**TEXTO FORNECIDO:**
• • • •

São duas das obras que a fundação Advancing Women Artists (AWA) se encarrega de recuperar. Desde 2006, essa instituição rastreia os depósitos das galerias de arte florentinas em busca de pinturas feitas por mulheres. Sua intenção é que voltem a ser mostradas ao público, porque suas autoras, amplamente reconhecidas em seu tempo, estão há séculos esquecidas pela história.
“No começo, nos perguntavam com total naturalidade: por que vocês querem fazer isso? Trata-se de enriquecer o legado cultural feminino que existe, embora permaneça à sombra”, diz Linda Falcone, diretora da fundação criada pela filantropa norte-americana Jane Fortune. Quando elas e um grupo de mulheres de várias disciplinas começaram essa busca, só estavam registradas três obras de Nelli; agora são mais de 20 os trabalhos atribuídos a ela.

• • • •

**Registros de uma coleção:**
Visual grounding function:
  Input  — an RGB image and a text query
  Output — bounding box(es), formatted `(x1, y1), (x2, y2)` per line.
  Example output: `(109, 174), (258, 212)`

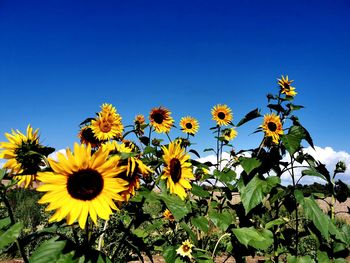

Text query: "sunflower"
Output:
(260, 113), (283, 144)
(37, 143), (128, 229)
(149, 107), (174, 133)
(180, 116), (199, 135)
(163, 209), (175, 222)
(222, 128), (237, 141)
(211, 104), (233, 126)
(277, 76), (297, 97)
(0, 125), (54, 188)
(176, 239), (193, 259)
(90, 104), (124, 141)
(102, 141), (153, 201)
(161, 142), (195, 199)
(78, 126), (101, 148)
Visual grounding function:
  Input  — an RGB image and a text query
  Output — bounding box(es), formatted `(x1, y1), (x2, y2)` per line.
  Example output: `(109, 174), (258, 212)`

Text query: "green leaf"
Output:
(237, 108), (261, 127)
(281, 126), (305, 155)
(0, 217), (11, 230)
(191, 216), (209, 233)
(301, 167), (327, 181)
(214, 168), (236, 184)
(180, 222), (197, 244)
(301, 197), (329, 239)
(209, 211), (233, 231)
(29, 238), (72, 263)
(287, 255), (315, 263)
(232, 227), (273, 250)
(240, 176), (280, 214)
(317, 251), (331, 263)
(265, 218), (286, 229)
(161, 195), (191, 221)
(191, 184), (210, 197)
(0, 222), (23, 249)
(239, 157), (261, 174)
(0, 169), (6, 181)
(143, 146), (157, 155)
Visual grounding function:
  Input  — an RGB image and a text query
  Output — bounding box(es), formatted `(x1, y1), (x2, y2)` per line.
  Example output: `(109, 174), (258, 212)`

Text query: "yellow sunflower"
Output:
(222, 128), (237, 141)
(37, 143), (128, 229)
(277, 76), (297, 97)
(161, 142), (195, 199)
(78, 126), (101, 148)
(211, 104), (233, 126)
(90, 104), (124, 141)
(0, 125), (50, 188)
(149, 107), (174, 133)
(260, 113), (283, 144)
(180, 116), (199, 135)
(176, 239), (193, 259)
(102, 141), (153, 201)
(163, 209), (175, 222)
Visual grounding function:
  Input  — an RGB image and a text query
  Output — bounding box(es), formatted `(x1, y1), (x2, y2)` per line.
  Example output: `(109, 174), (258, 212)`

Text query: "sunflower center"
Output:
(170, 158), (181, 184)
(267, 121), (277, 132)
(218, 112), (226, 120)
(81, 128), (99, 144)
(67, 169), (103, 201)
(182, 245), (190, 253)
(15, 140), (42, 174)
(186, 122), (192, 129)
(100, 121), (112, 132)
(151, 112), (164, 124)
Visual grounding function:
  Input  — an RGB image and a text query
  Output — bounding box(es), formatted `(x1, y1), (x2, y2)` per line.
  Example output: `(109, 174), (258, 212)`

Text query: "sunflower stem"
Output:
(1, 190), (29, 263)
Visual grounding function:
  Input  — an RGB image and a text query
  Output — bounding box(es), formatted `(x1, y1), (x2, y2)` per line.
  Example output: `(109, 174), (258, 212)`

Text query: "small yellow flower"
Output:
(176, 239), (193, 259)
(149, 107), (174, 133)
(260, 113), (283, 144)
(161, 141), (195, 199)
(277, 76), (297, 97)
(222, 128), (237, 141)
(163, 209), (175, 222)
(180, 116), (199, 135)
(211, 104), (233, 126)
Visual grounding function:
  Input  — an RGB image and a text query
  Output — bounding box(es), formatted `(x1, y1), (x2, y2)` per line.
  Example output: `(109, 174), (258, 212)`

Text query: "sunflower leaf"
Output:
(237, 108), (261, 127)
(0, 222), (23, 250)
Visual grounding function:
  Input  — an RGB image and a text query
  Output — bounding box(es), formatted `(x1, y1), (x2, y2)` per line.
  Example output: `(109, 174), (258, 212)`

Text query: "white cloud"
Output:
(197, 146), (350, 185)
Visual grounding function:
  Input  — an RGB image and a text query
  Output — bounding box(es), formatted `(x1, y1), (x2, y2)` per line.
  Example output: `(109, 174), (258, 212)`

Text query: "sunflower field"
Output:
(0, 76), (350, 263)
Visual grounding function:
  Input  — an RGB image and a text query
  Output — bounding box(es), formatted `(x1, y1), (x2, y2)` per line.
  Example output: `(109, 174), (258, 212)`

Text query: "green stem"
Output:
(1, 191), (29, 263)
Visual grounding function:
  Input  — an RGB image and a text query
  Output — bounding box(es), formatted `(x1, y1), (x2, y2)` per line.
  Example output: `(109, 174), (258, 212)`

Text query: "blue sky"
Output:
(0, 0), (350, 159)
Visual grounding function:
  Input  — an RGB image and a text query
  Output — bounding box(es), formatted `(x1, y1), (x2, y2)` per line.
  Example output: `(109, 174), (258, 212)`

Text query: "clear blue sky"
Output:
(0, 0), (350, 152)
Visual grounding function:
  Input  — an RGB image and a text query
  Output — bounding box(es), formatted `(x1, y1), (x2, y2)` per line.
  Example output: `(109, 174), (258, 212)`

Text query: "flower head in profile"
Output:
(37, 143), (128, 229)
(261, 113), (283, 144)
(149, 107), (174, 133)
(277, 76), (297, 97)
(78, 126), (101, 148)
(211, 104), (233, 126)
(163, 209), (175, 222)
(90, 104), (124, 141)
(176, 239), (193, 259)
(134, 114), (147, 136)
(180, 116), (199, 135)
(221, 128), (237, 141)
(161, 142), (195, 199)
(0, 125), (54, 187)
(102, 141), (153, 201)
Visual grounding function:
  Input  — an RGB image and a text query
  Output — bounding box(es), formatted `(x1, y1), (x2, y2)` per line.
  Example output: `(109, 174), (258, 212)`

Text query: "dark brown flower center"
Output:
(170, 158), (181, 184)
(218, 112), (226, 120)
(267, 121), (277, 132)
(100, 121), (112, 132)
(81, 128), (99, 144)
(151, 112), (164, 124)
(182, 245), (190, 253)
(186, 122), (192, 129)
(67, 169), (103, 201)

• • • •

**ENUNCIADO DA TAREFA:**
Copie do texto fornecido o trecho que começa em "São duas das" e vai até "atribuídos a ela.", sem mudar nada. Os registros acima são um material à parte, independente do texto.

**RESOLUÇÃO DA TAREFA:**
São duas das obras que a fundação Advancing Women Artists (AWA) se encarrega de recuperar. Desde 2006, essa instituição rastreia os depósitos das galerias de arte florentinas em busca de pinturas feitas por mulheres. Sua intenção é que voltem a ser mostradas ao público, porque suas autoras, amplamente reconhecidas em seu tempo, estão há séculos esquecidas pela história.
“No começo, nos perguntavam com total naturalidade: por que vocês querem fazer isso? Trata-se de enriquecer o legado cultural feminino que existe, embora permaneça à sombra”, diz Linda Falcone, diretora da fundação criada pela filantropa norte-americana Jane Fortune. Quando elas e um grupo de mulheres de várias disciplinas começaram essa busca, só estavam registradas três obras de Nelli; agora são mais de 20 os trabalhos atribuídos a ela.